(Beginning of Listed entries)

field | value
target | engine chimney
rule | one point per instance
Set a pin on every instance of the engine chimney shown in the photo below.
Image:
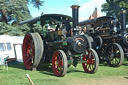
(75, 9)
(123, 20)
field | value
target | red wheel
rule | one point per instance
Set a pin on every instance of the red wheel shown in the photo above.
(32, 50)
(92, 63)
(59, 63)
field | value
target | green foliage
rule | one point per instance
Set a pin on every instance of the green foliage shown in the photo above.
(11, 30)
(113, 8)
(37, 28)
(16, 11)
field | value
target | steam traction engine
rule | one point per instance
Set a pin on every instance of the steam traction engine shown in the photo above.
(47, 47)
(105, 39)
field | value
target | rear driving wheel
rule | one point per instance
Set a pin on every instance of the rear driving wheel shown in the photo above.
(59, 63)
(92, 61)
(32, 50)
(114, 55)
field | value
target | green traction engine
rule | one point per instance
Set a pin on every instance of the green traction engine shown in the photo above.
(52, 47)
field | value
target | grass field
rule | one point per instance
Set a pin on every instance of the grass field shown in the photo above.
(16, 75)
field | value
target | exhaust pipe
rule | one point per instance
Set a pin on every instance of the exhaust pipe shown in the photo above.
(123, 21)
(75, 9)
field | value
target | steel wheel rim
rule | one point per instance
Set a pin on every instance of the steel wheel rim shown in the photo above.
(113, 55)
(28, 51)
(57, 63)
(89, 66)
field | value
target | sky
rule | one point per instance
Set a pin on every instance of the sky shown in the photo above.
(64, 7)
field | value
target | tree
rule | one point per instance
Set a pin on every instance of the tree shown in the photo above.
(15, 11)
(113, 8)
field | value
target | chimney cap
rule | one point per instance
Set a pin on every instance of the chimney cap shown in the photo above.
(75, 6)
(123, 11)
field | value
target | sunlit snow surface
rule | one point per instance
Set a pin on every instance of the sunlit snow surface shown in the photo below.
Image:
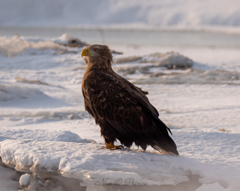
(44, 127)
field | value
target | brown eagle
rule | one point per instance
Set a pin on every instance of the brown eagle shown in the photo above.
(121, 109)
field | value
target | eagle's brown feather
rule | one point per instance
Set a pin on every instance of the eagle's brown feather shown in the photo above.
(121, 109)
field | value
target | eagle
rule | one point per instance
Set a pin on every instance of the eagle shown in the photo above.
(121, 109)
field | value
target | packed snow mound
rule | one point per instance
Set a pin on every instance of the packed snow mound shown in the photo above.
(93, 165)
(136, 13)
(192, 76)
(169, 60)
(15, 45)
(10, 92)
(41, 135)
(25, 97)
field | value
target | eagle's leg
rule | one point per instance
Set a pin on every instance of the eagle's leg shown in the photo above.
(110, 135)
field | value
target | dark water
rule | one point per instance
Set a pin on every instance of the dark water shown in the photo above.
(133, 37)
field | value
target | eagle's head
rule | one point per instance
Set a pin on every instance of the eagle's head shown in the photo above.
(98, 56)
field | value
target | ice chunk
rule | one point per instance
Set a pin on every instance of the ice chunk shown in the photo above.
(24, 179)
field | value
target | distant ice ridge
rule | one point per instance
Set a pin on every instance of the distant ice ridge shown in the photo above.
(136, 13)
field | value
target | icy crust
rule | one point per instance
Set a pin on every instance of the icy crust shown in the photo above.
(92, 164)
(15, 45)
(9, 92)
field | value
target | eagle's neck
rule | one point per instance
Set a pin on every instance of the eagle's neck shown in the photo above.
(100, 64)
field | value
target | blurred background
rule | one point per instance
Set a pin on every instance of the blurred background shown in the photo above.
(210, 23)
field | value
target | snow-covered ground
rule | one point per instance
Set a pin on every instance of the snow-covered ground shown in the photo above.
(45, 130)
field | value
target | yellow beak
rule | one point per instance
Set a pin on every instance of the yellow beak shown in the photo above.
(85, 52)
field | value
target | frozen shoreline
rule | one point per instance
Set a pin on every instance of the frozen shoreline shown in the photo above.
(43, 122)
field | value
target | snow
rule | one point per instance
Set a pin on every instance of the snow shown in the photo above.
(24, 179)
(46, 133)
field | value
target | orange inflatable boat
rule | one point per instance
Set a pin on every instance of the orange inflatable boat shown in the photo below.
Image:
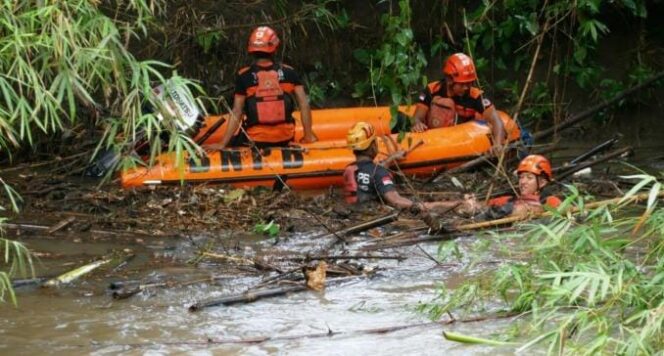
(321, 164)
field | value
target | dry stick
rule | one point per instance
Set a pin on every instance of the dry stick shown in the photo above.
(500, 164)
(526, 86)
(616, 153)
(61, 225)
(350, 257)
(253, 262)
(573, 120)
(326, 334)
(248, 297)
(38, 227)
(380, 221)
(567, 171)
(127, 290)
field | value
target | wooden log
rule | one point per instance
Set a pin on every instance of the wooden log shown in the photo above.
(127, 289)
(455, 231)
(341, 257)
(570, 171)
(75, 274)
(341, 234)
(572, 120)
(251, 296)
(61, 225)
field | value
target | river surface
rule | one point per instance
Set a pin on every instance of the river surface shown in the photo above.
(84, 319)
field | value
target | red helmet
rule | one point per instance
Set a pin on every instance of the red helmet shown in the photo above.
(263, 39)
(536, 165)
(461, 68)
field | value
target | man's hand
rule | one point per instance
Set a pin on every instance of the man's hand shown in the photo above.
(497, 149)
(469, 205)
(419, 126)
(309, 138)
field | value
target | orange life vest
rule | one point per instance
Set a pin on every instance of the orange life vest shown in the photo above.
(268, 104)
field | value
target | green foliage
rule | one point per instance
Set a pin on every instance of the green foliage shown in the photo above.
(506, 33)
(15, 258)
(589, 285)
(271, 229)
(396, 66)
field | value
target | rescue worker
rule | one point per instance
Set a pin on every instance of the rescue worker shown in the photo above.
(366, 181)
(264, 92)
(534, 176)
(454, 100)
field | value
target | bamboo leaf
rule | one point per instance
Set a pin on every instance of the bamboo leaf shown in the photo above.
(466, 339)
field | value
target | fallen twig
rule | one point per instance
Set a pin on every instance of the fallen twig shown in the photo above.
(249, 297)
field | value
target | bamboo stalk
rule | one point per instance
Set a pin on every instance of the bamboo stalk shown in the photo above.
(75, 274)
(572, 120)
(453, 231)
(248, 297)
(466, 339)
(326, 334)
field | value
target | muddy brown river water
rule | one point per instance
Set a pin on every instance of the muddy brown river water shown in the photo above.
(84, 319)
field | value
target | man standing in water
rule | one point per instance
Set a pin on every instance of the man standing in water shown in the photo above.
(264, 92)
(535, 174)
(453, 100)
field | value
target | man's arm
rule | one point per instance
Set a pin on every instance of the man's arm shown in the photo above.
(497, 129)
(419, 119)
(305, 115)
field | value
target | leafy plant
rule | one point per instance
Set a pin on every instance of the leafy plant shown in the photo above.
(589, 285)
(16, 259)
(396, 66)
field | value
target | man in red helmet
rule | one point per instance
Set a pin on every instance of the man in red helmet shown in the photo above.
(366, 181)
(453, 100)
(534, 175)
(264, 91)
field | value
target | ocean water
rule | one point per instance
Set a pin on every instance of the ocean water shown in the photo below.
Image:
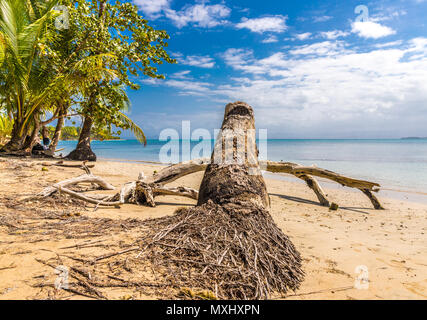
(395, 163)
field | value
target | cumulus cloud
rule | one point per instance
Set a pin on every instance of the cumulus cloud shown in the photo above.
(183, 75)
(334, 34)
(303, 36)
(152, 8)
(199, 15)
(370, 29)
(322, 18)
(265, 24)
(326, 82)
(271, 39)
(195, 60)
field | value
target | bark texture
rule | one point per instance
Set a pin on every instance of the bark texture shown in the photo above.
(229, 178)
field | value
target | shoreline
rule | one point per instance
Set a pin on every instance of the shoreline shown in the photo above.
(387, 192)
(390, 243)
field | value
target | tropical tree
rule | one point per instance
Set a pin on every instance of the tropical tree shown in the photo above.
(6, 125)
(118, 30)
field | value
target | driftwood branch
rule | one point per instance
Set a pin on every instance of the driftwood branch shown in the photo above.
(86, 178)
(305, 173)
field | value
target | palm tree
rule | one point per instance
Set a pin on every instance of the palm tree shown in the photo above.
(22, 25)
(30, 78)
(110, 98)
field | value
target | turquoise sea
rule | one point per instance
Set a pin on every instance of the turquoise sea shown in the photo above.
(398, 164)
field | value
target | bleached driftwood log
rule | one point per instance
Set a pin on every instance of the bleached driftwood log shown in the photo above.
(367, 187)
(228, 243)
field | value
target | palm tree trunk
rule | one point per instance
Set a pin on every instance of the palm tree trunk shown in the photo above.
(83, 150)
(58, 131)
(17, 139)
(29, 143)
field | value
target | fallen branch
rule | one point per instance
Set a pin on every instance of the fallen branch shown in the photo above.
(86, 178)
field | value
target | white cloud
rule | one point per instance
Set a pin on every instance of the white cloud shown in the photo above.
(196, 61)
(183, 75)
(200, 15)
(334, 34)
(270, 39)
(389, 44)
(370, 29)
(303, 36)
(326, 82)
(271, 24)
(322, 19)
(152, 8)
(325, 48)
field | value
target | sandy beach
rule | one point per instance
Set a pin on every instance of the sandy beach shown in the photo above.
(391, 243)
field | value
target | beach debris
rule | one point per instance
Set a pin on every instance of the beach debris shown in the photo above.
(228, 244)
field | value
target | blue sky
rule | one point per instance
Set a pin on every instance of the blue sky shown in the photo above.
(310, 69)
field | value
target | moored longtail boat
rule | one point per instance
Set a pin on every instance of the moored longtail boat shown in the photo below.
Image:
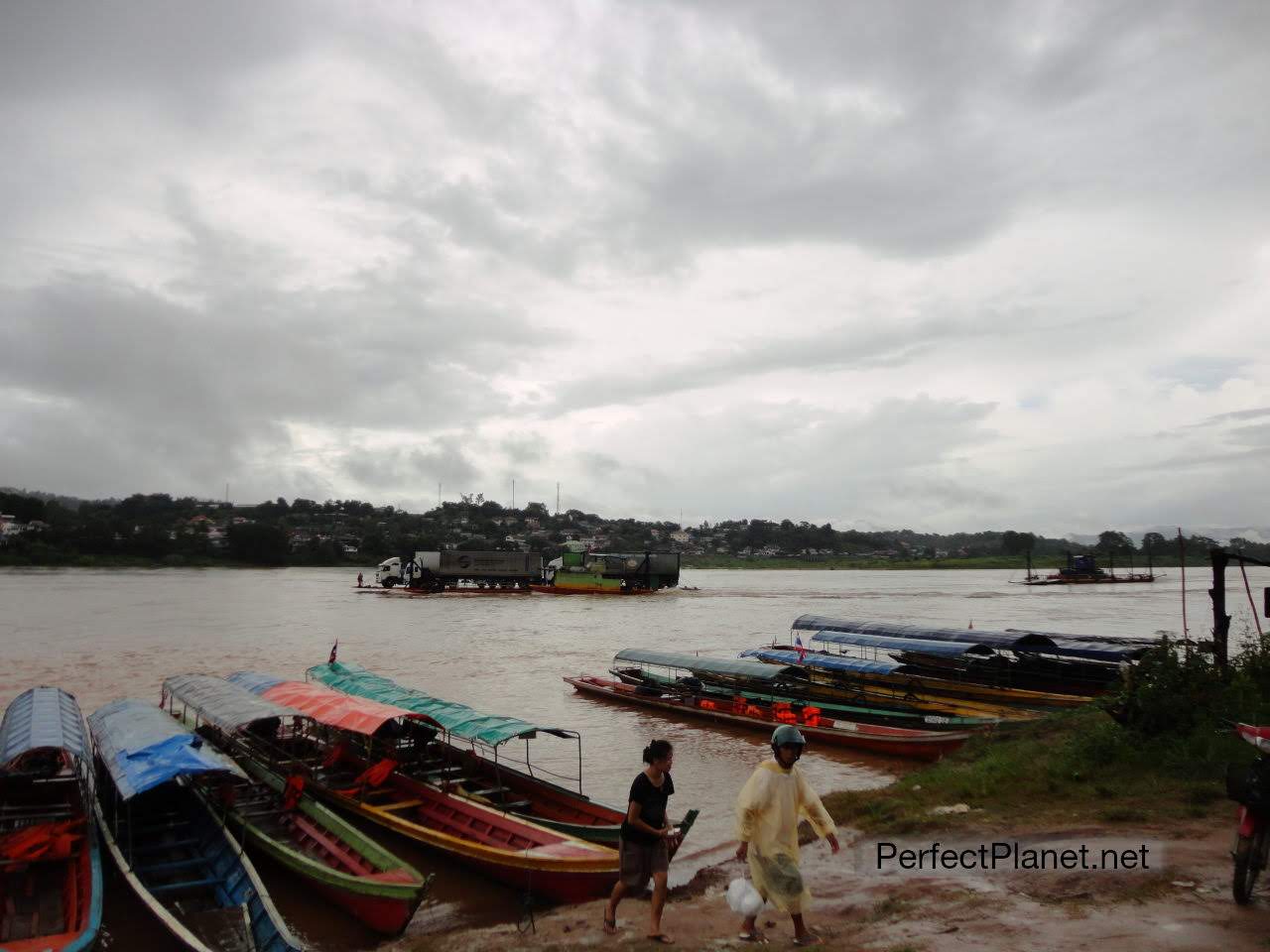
(50, 855)
(807, 682)
(359, 772)
(873, 738)
(275, 815)
(481, 775)
(889, 716)
(173, 852)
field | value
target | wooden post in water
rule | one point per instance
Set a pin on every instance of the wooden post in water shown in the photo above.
(1220, 620)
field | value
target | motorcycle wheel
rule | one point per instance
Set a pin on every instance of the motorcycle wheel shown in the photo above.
(1247, 865)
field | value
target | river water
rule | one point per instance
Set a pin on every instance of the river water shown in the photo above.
(111, 634)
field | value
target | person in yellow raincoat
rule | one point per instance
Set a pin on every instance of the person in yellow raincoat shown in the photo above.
(775, 797)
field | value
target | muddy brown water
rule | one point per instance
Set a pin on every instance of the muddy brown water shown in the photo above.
(119, 633)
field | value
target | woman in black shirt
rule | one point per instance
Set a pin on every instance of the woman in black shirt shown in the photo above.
(645, 839)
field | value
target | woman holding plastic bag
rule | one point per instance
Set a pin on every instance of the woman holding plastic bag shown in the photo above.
(775, 797)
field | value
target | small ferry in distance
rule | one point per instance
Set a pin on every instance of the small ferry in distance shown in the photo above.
(1084, 570)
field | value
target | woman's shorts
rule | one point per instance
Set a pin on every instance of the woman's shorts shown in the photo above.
(639, 861)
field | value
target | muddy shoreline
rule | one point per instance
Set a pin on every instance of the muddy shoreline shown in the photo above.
(1183, 904)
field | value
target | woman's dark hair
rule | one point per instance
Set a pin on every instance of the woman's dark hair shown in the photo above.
(657, 751)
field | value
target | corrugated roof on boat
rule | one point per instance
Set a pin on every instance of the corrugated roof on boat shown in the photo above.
(825, 662)
(39, 719)
(255, 682)
(1032, 643)
(458, 720)
(324, 705)
(1089, 651)
(883, 643)
(975, 636)
(706, 665)
(143, 747)
(1061, 636)
(220, 702)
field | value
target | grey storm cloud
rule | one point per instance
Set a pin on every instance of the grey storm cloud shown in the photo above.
(756, 261)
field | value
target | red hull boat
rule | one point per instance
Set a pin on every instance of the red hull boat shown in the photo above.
(876, 739)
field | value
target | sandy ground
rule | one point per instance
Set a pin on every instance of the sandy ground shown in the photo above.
(1184, 905)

(End of Listed entries)

Check every line of the data above for the string "longtail", and copy those that have it.

target | moored longtail boat
Set a pin on every instance of the moored longtail boat shown in the photo below.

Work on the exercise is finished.